Enunciados
**A)** Segundo o trecho da entrevista sobre Lamarca, que cargo Salles ocupava quando promoveu o ato contra o busto?
**B)** Liste todas as pessoas citadas pelo nome no trecho da entrevista sobre Lamarca.
**C)** Retome o trecho da entrevista sobre Lamarca a partir do ponto em que ele termina.

Então existe uma covardia nesse afronte dele ao falar sempre do Lamarca. Até porque Lamarca é muito maior do que Bolsonaro. A coragem que ele teve em todos os atos… Bolsonaro nunca teria essa coragem de largar tudo em prol de um ideal verdadeiro, que se acreditou verdadeiro. Então eu conheço esse afronte, porque já não é mais o Lamarca que escuta, somos nós que escutamos. Mas sempre disse pra mim que não vou dar papo pra maluco.

Quanto ao Salles, ele era secretário do Meio Ambiente de São Paulo e ele promoveu esse ato arbitrário, covarde, contra um busto. Depois disso, ele teve o agraciamento por ter feito esse ato pelo Bolsonaro. “Ah, você fez, então toma esse cargo aqui.” Colocar uma pessoa que não tem o mínimo tato com o meio ambiente, com as comunidades indígenas que ocupam a Amazônia, é incompetência. Salles não tem conhecimento científico, técnico, para cuidar do meio ambiente. Ele se tornou uma pessoa justamente contrária ao meio ambiente. Então acredito que foi uma medalha que Bolsonaro deu a ele por aquele ato lá atrás de arrancar o busto do meu pai.

E até hoje não se sabe o paradeiro do busto do seu pai, não é?

Não se sabe. Já me disseram que está em algum batalhão em que os militares usam para atirar. Não sei se é verdade. Não tenho prova disso.

Lamarca desertou do Exército para se tornar líder de grupos armados de resistência à ditadura militar, justamente por não concordar com o que se tornou o país naquele período. Se não se incomodar, gostaria de saber como isso impactou vocês na dimensão familiar?

Registros de pontos rotulados

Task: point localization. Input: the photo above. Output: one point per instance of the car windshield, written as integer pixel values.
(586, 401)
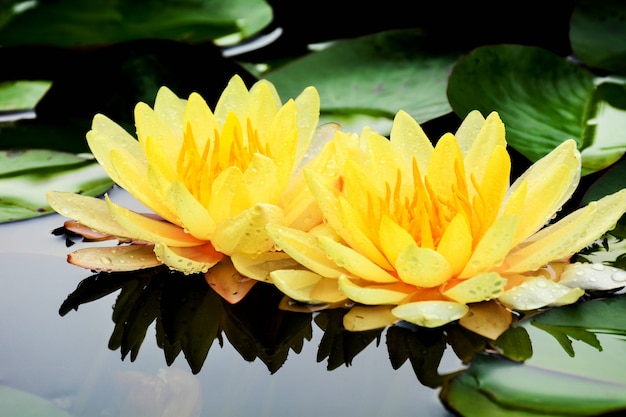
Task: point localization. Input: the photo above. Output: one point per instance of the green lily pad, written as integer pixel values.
(18, 403)
(71, 23)
(367, 80)
(579, 370)
(598, 34)
(22, 95)
(543, 99)
(26, 176)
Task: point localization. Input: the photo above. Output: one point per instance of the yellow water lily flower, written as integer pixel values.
(214, 178)
(425, 231)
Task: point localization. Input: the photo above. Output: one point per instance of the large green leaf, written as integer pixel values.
(71, 23)
(26, 176)
(367, 80)
(577, 367)
(17, 403)
(598, 34)
(543, 100)
(21, 95)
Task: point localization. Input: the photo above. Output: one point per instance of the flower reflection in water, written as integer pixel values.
(190, 316)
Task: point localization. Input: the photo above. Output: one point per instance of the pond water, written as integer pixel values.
(66, 359)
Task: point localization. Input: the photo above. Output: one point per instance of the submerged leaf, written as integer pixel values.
(579, 374)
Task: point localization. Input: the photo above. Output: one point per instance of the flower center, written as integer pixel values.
(202, 160)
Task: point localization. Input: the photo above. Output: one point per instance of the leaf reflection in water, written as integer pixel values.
(189, 316)
(171, 393)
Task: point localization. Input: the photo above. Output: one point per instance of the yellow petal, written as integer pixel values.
(283, 140)
(149, 124)
(226, 188)
(376, 294)
(194, 217)
(327, 199)
(170, 109)
(362, 318)
(307, 286)
(354, 262)
(493, 247)
(141, 190)
(262, 108)
(569, 235)
(115, 259)
(551, 180)
(489, 319)
(468, 130)
(233, 99)
(259, 266)
(200, 119)
(150, 230)
(539, 292)
(393, 238)
(489, 138)
(422, 267)
(188, 260)
(481, 287)
(303, 247)
(456, 243)
(430, 313)
(227, 282)
(261, 180)
(308, 109)
(106, 135)
(359, 235)
(89, 211)
(493, 187)
(442, 175)
(246, 232)
(410, 140)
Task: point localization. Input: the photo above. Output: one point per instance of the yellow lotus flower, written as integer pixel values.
(422, 232)
(215, 179)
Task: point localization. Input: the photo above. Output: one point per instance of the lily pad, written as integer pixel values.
(578, 371)
(367, 80)
(598, 34)
(21, 95)
(18, 403)
(543, 99)
(26, 176)
(70, 23)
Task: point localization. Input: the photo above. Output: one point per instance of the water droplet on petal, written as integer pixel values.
(619, 276)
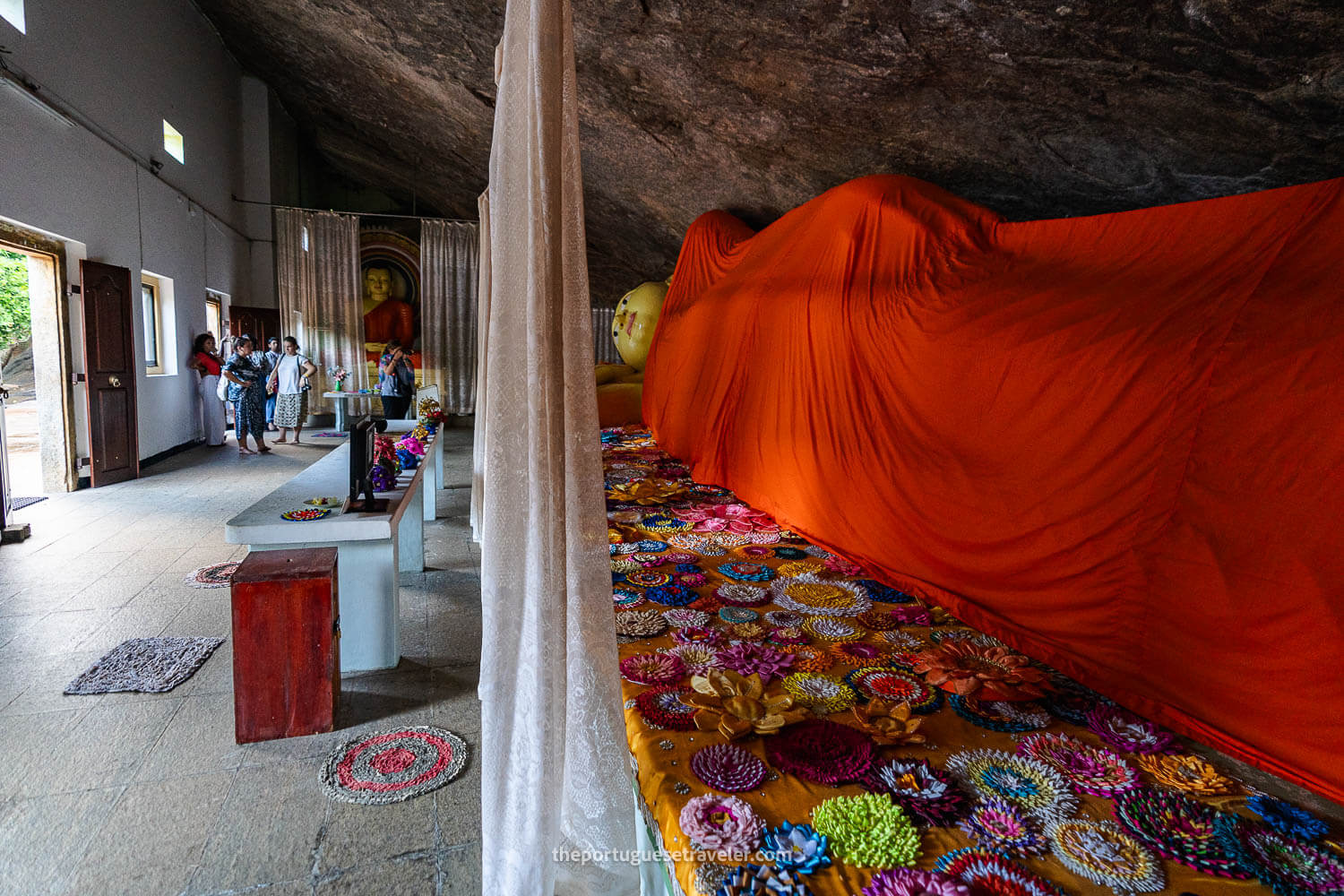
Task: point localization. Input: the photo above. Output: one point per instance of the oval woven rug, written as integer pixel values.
(217, 575)
(394, 764)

Respostas
**A)** Ele era secretário do Meio Ambiente de São Paulo.

**B)** Lamarca, Bolsonaro e Salles.

**C)**
Não me incomoda falar, mas é a única parte que mais mexe comigo. É meu pai. Eu tenho muito forte a memória do aeroporto, da nossa despedida. Ele já tinha conversado com a gente, éramos muito crianças, eu tinha 7 anos, e ele conversou com a gente dizendo: “O pai precisa lutar pro Brasil para que as crianças tenham o que vocês tem”. Essa despedida foi muito marcante. Ele carregava flores para minha mãe, e foi ali o último beijo, o último abraço, sendo que havia a promessa de que a gente ia se reencontrar dali uns anos. E não foi o caso. Dois anos depois ele foi morto.

E quais memórias você tem dele como pai?

Era um pai família, um pai presente, um pai brincalhão, um pai que dançava, um pai que fazia cabaninha. Era um pai gostoso. Era um pai bom de se ter. Ele tinha essa coisa de sempre estar presente mesmo, queria estar no jantar com a gente porque durante o dia ficava no quartel. Muito família, amava o pai, amava a mãe. Nós morávamos na Vila Militar em São Paulo, mas na minha memória sempre estava a reunião em família no Rio, essa coisa da família toda reunida no Ano- Novo e no Natal. Ele tinha uma personalidade muito marcante, muito cativante. E nós recebemos cartas dele no exílio em Cuba. Foram algumas cartas e fomos crescendo em Cuba, e isso [as cartas] alimentava alguma esperança. São cartas lindíssimas que a gente guarda com muito carinho. Então eu sempre me senti muito amada. Ele me apelidou de Catanga. Eu sinto muito ter perdido meu pai. Acho que teria sido ao longo da minha vida um grande amigo também.

Como vocês chegaram em Cuba após a despedida no aeroporto?

O destino final era Cuba, mas nós despistamos. Foi dito no Exército que a gente estava indo para a Europa a passeio. Primeiro Tchecoslováquia, e depois fomos ao Canadá e de lá para Cuba. Eu não tinha noção do que era aquilo tudo. Nós ficamos trancados num hotel em Praga e não podíamos sair. Eu não entendia isso, que passeio era esse que ninguém podia sair daquele hotel. Um frio danado. E teve o contato de uma pessoa que trouxe as passagens. Havia toda uma teia de organização. Ficamos uma semana mais ou menos em Praga, e no Canadá foi só trânsito mesmo. Foi chegar e ir pegar o avião para Cuba. Em Cuba ficamos dez anos no exílio, de 1969  até 1979, quando houve a Lei da Anistia no período Figueiredo.

Como foi a chegada no Brasil depois de tanto tempo?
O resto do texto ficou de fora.